## What is being asked
Continue the passage below about the fifth-century leprosy skeleton from Great Chesterford from where it stops.

Exercise passage Block Start

An international team of researchers have found evidence suggesting leprosy may have spread to Britain from Scandinavia.
The team, led by the University of Leiden, and including researchers from Historic England and the universities of Southampton, Birmingham, Surrey, and Swansea, examined a 1500 year old male skeleton, excavated at Great Chesterford in Essex, England during the 1950s. Radiocarbon dating reveals that he lived between the years AD 415–545.
The bones of the man, probably in his 20s, show changes consistent with leprosy, such as narrowing of the toe bones and damage to the joints, suggesting a very early British case. Modern scientific techniques applied by the researchers have now confirmed the man did suffer from the disease and that he may have come from southern Scandinavia.
Archaeologist Dr Sonia Zakrzewski, of the University of Southampton, explains DNA testing was necessary to get a clear diagnosis: “Not all cases of leprosy can be identified by changes to the skeleton. Some may leave no trace on the bones; others will affect bones in a similar way to other diseases. In these cases the only way to be sure is to use DNA fingerprinting, or other chemical markers characteristic of the leprosy bacillus.”
The researchers tested the skeleton for bacterial DNA and lipid biomarkers to confirm the man had definitely had leprosy and to allow them to carry out a detailed genetic study of the bacteria that caused his illness.
Professor Mike Taylor, a Bioarchaeologist from the University of Surrey, notes that, “Not every excavation yields good quality DNA, but in this case, leprosy DNA isolated from the skeleton was so good it enabled us to identify its strain.”
The results showed the leprosy strain belonged to a lineage (3I) which has previously been found in burials from Medieval Scandinavia and southern Britain, but in this case it originates from a much earlier period, dating from the 5th or 6th centuries AD.
The identification of fatty molecules (lipids) from the leprosy bacteria confirmed the DNA results and also showed it was different from later strains.. Emeritus scientist David Minnikin, from the University of Birmingham, says: “With Leverhulme Trust support, we recorded strong profiles of fatty acid lipid biomarkers that confirmed the presence of leprosy. However, one class of the lipid biomarkers had distinct profiles that may distinguish these older leprosy cases from later Medieval examples.”

Exercise passage Block End
Record set Block Start

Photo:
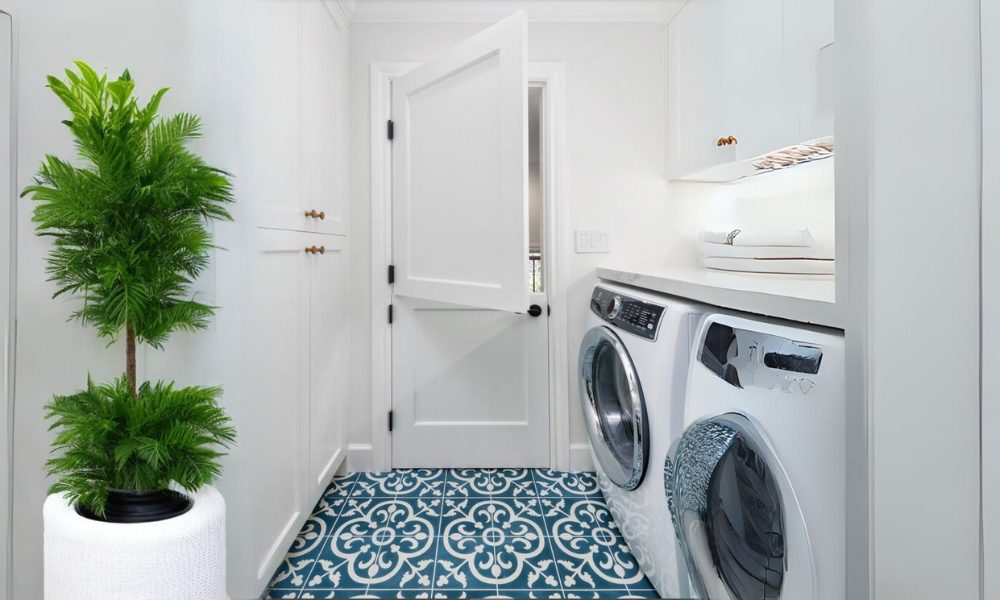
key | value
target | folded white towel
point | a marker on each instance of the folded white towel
(800, 238)
(727, 251)
(794, 266)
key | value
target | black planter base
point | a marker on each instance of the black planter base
(140, 507)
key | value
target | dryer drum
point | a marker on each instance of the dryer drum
(727, 510)
(745, 530)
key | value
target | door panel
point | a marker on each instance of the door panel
(470, 387)
(696, 89)
(271, 179)
(757, 93)
(322, 134)
(327, 357)
(277, 311)
(460, 201)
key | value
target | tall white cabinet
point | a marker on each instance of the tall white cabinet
(283, 281)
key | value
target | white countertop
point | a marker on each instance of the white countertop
(803, 298)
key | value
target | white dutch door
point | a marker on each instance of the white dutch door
(469, 362)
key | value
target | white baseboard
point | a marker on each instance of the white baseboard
(579, 458)
(359, 457)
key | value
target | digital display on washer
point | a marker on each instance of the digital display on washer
(630, 314)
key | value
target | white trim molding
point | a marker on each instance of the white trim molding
(359, 458)
(381, 76)
(488, 11)
(580, 458)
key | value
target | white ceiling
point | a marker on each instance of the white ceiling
(621, 11)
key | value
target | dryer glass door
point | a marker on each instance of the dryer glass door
(728, 509)
(614, 407)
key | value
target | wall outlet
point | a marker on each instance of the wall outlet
(592, 240)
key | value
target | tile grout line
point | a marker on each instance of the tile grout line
(326, 539)
(549, 532)
(437, 537)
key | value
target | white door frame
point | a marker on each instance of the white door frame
(550, 76)
(8, 256)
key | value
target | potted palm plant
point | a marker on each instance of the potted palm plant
(129, 237)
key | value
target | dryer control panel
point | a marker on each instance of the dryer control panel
(632, 315)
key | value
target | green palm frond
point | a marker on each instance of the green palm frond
(108, 439)
(128, 222)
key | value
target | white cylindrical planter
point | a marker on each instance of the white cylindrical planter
(180, 558)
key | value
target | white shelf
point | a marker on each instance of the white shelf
(803, 298)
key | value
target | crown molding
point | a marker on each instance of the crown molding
(486, 11)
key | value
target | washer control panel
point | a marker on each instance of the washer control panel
(632, 315)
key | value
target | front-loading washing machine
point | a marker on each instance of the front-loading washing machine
(755, 484)
(632, 366)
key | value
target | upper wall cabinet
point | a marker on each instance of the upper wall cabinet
(746, 77)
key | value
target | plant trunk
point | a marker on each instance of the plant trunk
(130, 357)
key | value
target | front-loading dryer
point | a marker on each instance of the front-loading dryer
(632, 366)
(755, 484)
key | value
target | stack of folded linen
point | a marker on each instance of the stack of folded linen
(792, 251)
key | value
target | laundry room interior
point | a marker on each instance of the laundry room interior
(499, 299)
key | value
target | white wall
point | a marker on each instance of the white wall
(615, 165)
(797, 197)
(923, 297)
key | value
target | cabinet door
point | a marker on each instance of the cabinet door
(759, 109)
(809, 56)
(327, 358)
(322, 127)
(275, 313)
(270, 110)
(695, 86)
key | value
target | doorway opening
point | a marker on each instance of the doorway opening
(536, 191)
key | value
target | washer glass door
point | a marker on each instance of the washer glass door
(614, 407)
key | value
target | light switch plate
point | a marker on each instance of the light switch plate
(592, 240)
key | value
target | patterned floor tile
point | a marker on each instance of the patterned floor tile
(565, 484)
(512, 483)
(405, 564)
(526, 563)
(460, 533)
(586, 563)
(579, 517)
(465, 564)
(519, 517)
(465, 517)
(345, 563)
(469, 483)
(405, 517)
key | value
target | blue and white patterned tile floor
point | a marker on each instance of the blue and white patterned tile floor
(461, 533)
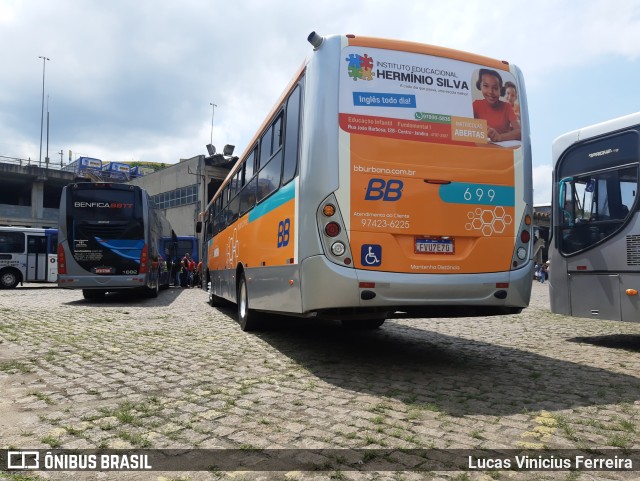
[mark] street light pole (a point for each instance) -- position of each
(44, 63)
(213, 110)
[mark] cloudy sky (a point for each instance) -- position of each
(133, 80)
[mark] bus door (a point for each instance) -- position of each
(37, 262)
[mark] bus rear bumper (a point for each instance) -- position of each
(327, 285)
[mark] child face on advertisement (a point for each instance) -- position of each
(490, 88)
(510, 95)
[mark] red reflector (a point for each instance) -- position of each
(143, 259)
(332, 229)
(62, 262)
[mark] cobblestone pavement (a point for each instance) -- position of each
(173, 372)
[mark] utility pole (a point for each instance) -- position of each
(44, 63)
(213, 110)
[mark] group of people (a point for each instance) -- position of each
(186, 273)
(541, 272)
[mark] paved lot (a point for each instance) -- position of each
(174, 373)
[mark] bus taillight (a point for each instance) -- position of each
(144, 259)
(62, 264)
(332, 229)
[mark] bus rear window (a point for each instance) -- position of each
(100, 205)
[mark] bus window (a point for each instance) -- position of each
(249, 166)
(248, 196)
(595, 207)
(291, 137)
(12, 242)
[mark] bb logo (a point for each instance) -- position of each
(388, 191)
(371, 255)
(284, 227)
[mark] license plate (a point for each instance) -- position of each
(434, 246)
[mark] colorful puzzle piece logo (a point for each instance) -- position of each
(360, 67)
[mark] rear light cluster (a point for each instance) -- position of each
(62, 261)
(523, 248)
(333, 234)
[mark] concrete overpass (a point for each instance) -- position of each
(30, 195)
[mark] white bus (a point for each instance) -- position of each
(595, 245)
(389, 176)
(27, 255)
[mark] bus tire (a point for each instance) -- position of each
(246, 316)
(152, 292)
(9, 278)
(215, 301)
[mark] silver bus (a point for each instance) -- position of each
(594, 250)
(27, 255)
(110, 239)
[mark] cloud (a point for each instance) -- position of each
(136, 78)
(542, 184)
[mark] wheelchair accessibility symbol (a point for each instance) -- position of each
(371, 255)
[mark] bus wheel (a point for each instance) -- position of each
(152, 292)
(246, 316)
(8, 279)
(214, 301)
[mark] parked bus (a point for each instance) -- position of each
(372, 187)
(27, 255)
(110, 240)
(595, 246)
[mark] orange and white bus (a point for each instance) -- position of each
(389, 176)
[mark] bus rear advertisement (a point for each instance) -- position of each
(110, 240)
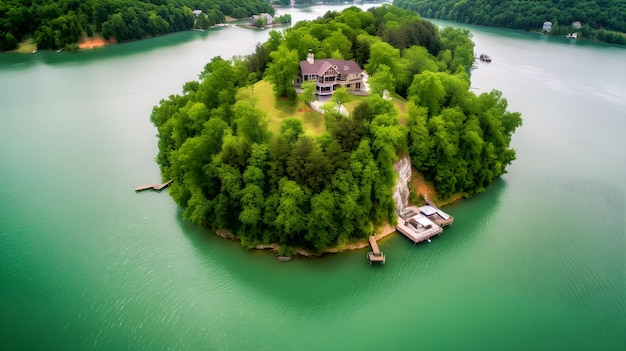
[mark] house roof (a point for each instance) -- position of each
(319, 66)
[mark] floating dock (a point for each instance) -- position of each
(422, 223)
(156, 187)
(375, 255)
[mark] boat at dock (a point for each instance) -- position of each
(375, 255)
(155, 187)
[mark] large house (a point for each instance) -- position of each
(330, 74)
(547, 26)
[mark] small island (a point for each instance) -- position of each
(250, 156)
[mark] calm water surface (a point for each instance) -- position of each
(536, 262)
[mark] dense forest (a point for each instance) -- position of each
(313, 191)
(600, 19)
(55, 24)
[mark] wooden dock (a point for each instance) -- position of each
(375, 255)
(156, 187)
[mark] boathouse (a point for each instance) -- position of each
(547, 26)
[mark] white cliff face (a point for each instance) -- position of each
(401, 191)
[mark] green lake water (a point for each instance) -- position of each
(536, 262)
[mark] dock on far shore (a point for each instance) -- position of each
(375, 255)
(156, 187)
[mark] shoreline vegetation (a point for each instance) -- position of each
(246, 153)
(603, 21)
(96, 40)
(60, 24)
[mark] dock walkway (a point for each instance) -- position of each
(156, 187)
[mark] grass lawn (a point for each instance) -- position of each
(278, 110)
(314, 123)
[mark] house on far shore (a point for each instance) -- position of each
(547, 26)
(263, 17)
(330, 74)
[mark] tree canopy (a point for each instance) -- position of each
(301, 190)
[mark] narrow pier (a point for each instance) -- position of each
(156, 187)
(375, 255)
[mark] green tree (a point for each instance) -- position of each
(282, 70)
(382, 80)
(308, 92)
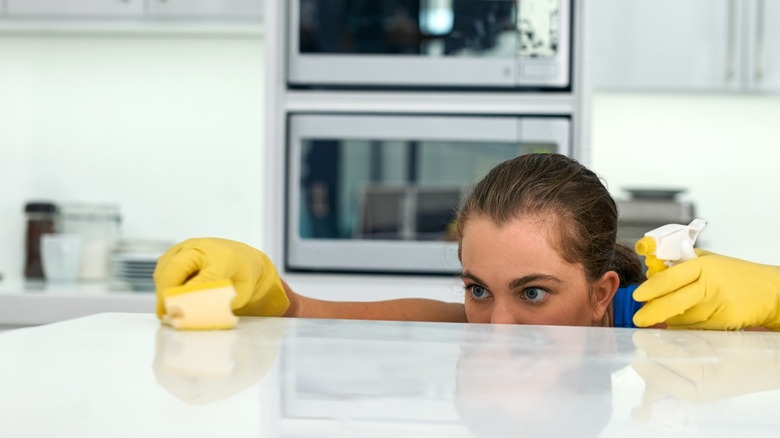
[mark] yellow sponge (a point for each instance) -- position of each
(202, 306)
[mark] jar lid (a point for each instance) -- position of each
(40, 207)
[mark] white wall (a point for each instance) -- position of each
(170, 128)
(725, 149)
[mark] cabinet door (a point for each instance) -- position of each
(75, 8)
(237, 9)
(667, 45)
(762, 69)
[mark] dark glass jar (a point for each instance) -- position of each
(41, 219)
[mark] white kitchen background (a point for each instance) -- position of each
(170, 127)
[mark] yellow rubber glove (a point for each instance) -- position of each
(259, 290)
(712, 292)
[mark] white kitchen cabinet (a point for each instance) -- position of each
(230, 9)
(691, 45)
(75, 8)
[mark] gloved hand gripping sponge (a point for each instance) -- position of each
(200, 306)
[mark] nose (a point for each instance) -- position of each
(505, 312)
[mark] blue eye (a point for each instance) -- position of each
(535, 294)
(478, 292)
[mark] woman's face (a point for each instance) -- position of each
(512, 275)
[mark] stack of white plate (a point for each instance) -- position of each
(133, 263)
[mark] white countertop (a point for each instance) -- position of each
(26, 303)
(124, 375)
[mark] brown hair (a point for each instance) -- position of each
(545, 186)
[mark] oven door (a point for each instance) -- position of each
(430, 43)
(380, 193)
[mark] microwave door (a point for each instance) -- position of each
(375, 193)
(397, 43)
(544, 46)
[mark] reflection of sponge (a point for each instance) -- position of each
(202, 306)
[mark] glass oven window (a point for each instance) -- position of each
(453, 28)
(374, 188)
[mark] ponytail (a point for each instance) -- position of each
(627, 265)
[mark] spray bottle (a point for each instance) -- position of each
(669, 245)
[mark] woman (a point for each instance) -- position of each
(537, 246)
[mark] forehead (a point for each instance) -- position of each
(520, 245)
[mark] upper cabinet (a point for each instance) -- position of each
(232, 9)
(249, 10)
(693, 45)
(75, 8)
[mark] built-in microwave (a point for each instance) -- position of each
(489, 44)
(379, 193)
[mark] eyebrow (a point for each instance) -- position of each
(517, 283)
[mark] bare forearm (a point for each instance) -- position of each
(409, 309)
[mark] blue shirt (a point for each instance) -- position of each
(624, 306)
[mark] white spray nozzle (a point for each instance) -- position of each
(669, 245)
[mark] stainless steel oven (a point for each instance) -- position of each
(379, 193)
(517, 44)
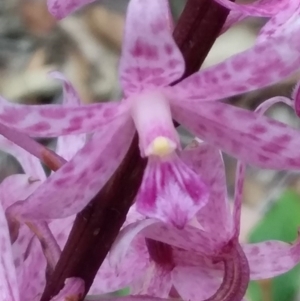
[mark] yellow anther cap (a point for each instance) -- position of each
(162, 146)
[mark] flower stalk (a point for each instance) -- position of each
(97, 225)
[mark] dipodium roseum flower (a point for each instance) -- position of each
(150, 62)
(282, 14)
(194, 260)
(11, 288)
(29, 260)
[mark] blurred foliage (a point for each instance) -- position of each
(279, 223)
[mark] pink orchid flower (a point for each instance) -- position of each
(29, 260)
(194, 260)
(11, 286)
(150, 63)
(282, 14)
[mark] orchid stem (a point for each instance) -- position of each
(97, 226)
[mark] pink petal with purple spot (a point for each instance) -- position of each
(207, 162)
(16, 188)
(33, 280)
(30, 164)
(124, 240)
(264, 64)
(233, 18)
(72, 290)
(155, 282)
(255, 139)
(61, 8)
(126, 262)
(190, 238)
(171, 191)
(150, 57)
(288, 13)
(196, 283)
(57, 120)
(152, 118)
(68, 190)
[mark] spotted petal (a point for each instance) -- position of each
(207, 162)
(67, 191)
(150, 56)
(247, 136)
(171, 191)
(196, 283)
(271, 258)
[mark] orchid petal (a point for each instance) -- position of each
(258, 9)
(196, 283)
(38, 150)
(68, 146)
(207, 162)
(271, 258)
(48, 242)
(124, 240)
(247, 136)
(56, 120)
(288, 12)
(126, 261)
(264, 106)
(69, 190)
(153, 121)
(132, 266)
(155, 282)
(150, 57)
(30, 164)
(72, 290)
(189, 238)
(34, 267)
(16, 188)
(20, 248)
(171, 192)
(238, 198)
(233, 17)
(8, 279)
(264, 64)
(61, 8)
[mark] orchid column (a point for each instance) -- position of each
(191, 30)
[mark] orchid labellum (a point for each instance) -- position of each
(150, 63)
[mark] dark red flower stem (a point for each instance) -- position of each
(97, 226)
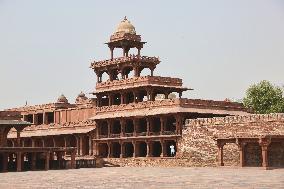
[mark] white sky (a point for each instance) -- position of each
(218, 47)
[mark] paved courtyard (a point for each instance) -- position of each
(123, 177)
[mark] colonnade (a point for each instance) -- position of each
(136, 148)
(83, 142)
(134, 127)
(132, 96)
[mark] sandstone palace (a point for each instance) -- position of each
(135, 117)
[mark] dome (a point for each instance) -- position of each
(125, 27)
(81, 94)
(62, 99)
(81, 99)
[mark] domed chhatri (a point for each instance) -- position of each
(81, 94)
(62, 99)
(125, 27)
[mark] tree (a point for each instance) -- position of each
(264, 98)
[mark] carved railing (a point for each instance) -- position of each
(154, 133)
(119, 36)
(186, 103)
(143, 80)
(129, 134)
(103, 136)
(114, 135)
(141, 134)
(50, 106)
(168, 133)
(121, 60)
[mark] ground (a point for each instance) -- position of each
(146, 177)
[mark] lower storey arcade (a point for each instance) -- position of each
(136, 147)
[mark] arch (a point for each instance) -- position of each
(156, 125)
(253, 157)
(168, 143)
(129, 149)
(170, 124)
(38, 142)
(103, 128)
(28, 142)
(276, 154)
(116, 149)
(59, 141)
(129, 126)
(10, 143)
(156, 148)
(117, 99)
(142, 126)
(145, 71)
(116, 127)
(104, 76)
(141, 149)
(48, 141)
(103, 150)
(129, 97)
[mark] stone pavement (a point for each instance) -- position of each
(146, 177)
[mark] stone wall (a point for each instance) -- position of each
(197, 142)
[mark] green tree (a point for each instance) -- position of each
(264, 98)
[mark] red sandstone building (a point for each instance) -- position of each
(131, 114)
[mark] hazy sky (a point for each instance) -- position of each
(218, 47)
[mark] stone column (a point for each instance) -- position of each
(148, 125)
(220, 154)
(73, 161)
(163, 154)
(44, 120)
(19, 137)
(78, 145)
(134, 148)
(162, 121)
(122, 100)
(111, 52)
(135, 124)
(47, 157)
(241, 146)
(90, 145)
(136, 71)
(35, 119)
(5, 162)
(33, 161)
(109, 150)
(152, 71)
(33, 142)
(148, 149)
(122, 149)
(19, 161)
(122, 125)
(264, 143)
(108, 128)
(82, 151)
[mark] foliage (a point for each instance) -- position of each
(264, 98)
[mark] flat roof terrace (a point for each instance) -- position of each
(167, 106)
(166, 82)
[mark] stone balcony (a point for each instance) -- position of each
(166, 106)
(116, 62)
(137, 82)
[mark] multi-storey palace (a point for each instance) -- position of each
(131, 114)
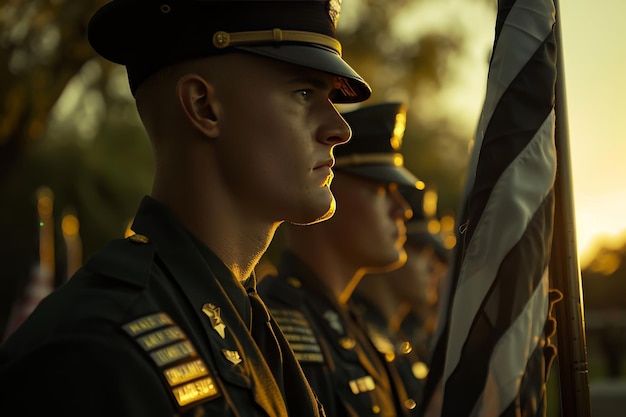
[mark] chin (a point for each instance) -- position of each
(330, 208)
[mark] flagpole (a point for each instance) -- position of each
(564, 264)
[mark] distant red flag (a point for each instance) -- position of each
(492, 355)
(40, 283)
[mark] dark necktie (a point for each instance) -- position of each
(264, 336)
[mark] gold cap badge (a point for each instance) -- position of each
(334, 11)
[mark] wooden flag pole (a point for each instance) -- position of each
(564, 265)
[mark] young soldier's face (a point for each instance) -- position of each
(368, 227)
(277, 130)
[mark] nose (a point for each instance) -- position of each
(336, 130)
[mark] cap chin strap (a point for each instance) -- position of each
(223, 39)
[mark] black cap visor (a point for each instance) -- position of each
(353, 90)
(383, 173)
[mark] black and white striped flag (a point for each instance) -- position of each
(492, 355)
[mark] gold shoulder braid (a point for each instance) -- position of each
(168, 347)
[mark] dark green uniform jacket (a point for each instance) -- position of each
(154, 325)
(338, 359)
(401, 359)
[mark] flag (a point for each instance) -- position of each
(492, 350)
(41, 280)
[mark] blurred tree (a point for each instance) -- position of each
(42, 46)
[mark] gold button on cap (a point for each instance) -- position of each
(139, 238)
(410, 404)
(347, 343)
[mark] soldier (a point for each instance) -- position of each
(399, 306)
(323, 263)
(237, 99)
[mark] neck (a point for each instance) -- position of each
(235, 236)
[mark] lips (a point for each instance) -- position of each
(328, 163)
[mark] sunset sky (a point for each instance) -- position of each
(595, 75)
(595, 66)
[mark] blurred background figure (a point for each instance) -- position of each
(399, 307)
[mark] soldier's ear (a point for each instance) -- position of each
(199, 102)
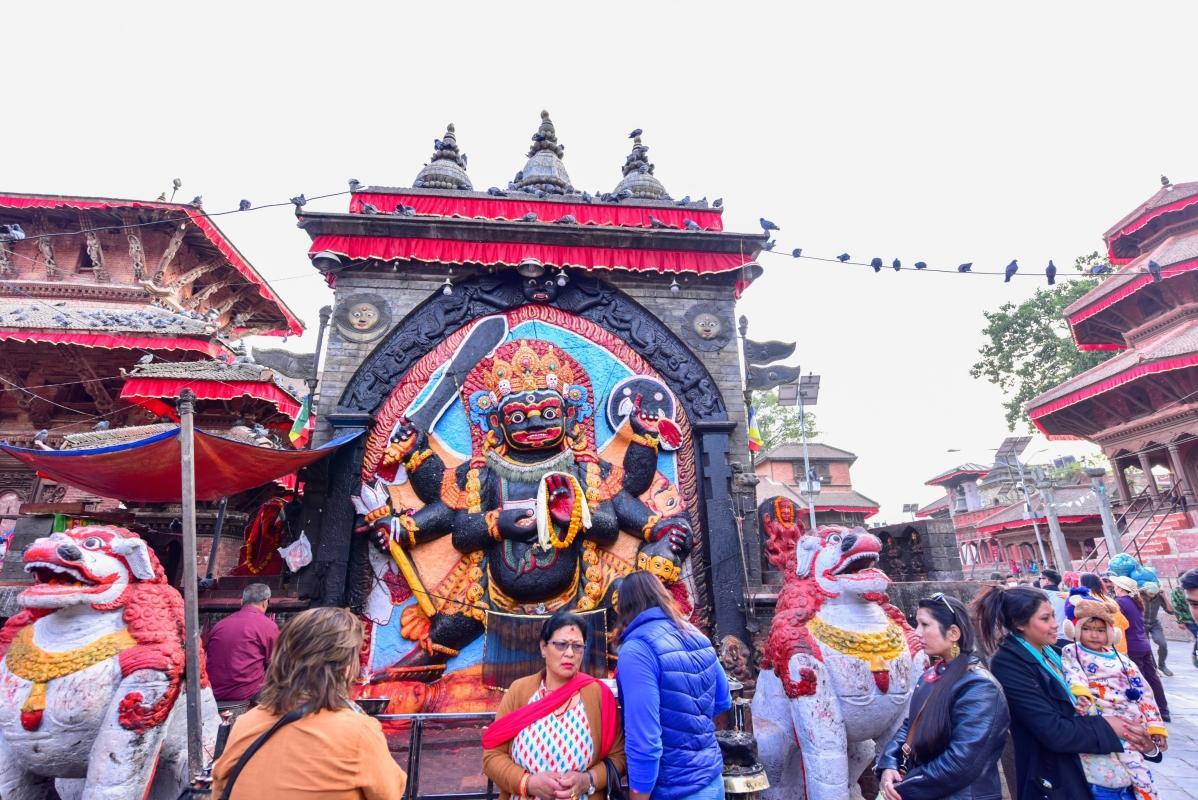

Record set Block End

## Output of the exercise
Isotopes from the man’s teeth showed that he probably did not come from Britain, but more likely grew up elsewhere in northern Europe, perhaps southern Scandinavia. This matched the results of the DNA, and raises the intriguing possibility that he brought a Scandinavian strain of the leprosy bacterium with him when he migrated to Britain.
Project leader Dr Sarah Inskip of the University of Leiden concludes: “The radiocarbon date confirms this is one of the earliest cases in the UK to have been successfully studied with modern biomolecular methods. This is exciting both for archaeologists and for microbiologists. It helps us understand the spread of disease in the past, and also the evolution of different strains of disease, which might help us fight them in the future. We plan to carry out similar studies on skeletons from different locations to build up a more complete picture of the origins and early spread of this disease.”
Although leprosy is nowadays a tropical disease, in the past it occurred in Europe. Human migrations probably helped spread it, and there are cases in early skeletons from western Europe, particularly from the 7th century AD onward. However the origins of these ancient cases are poorly understood.
The article notes that:
The Great Chesterford case is thus of particular interest in understanding the origins of leprosy in the British Isles, being one of the earliest radiocarbon dated cases with supportive DNA evidence and genotyping of the isolate. The earliest purported example of leprosy from Britain that has been described in the published literature dates from the 3rd-4th century AD and comes from Poundbury, Dorset. This burial comprises lower leg and foot bones only. Although these show changes that are compatible with leprosy, the presence or otherwise of the more firmly diagnostic facial changes could not be ascertained, so the diagnosis is controversial. The first cases of leprosy in Britain showing diagnostic facial signs date from the early Anglo-Saxon period.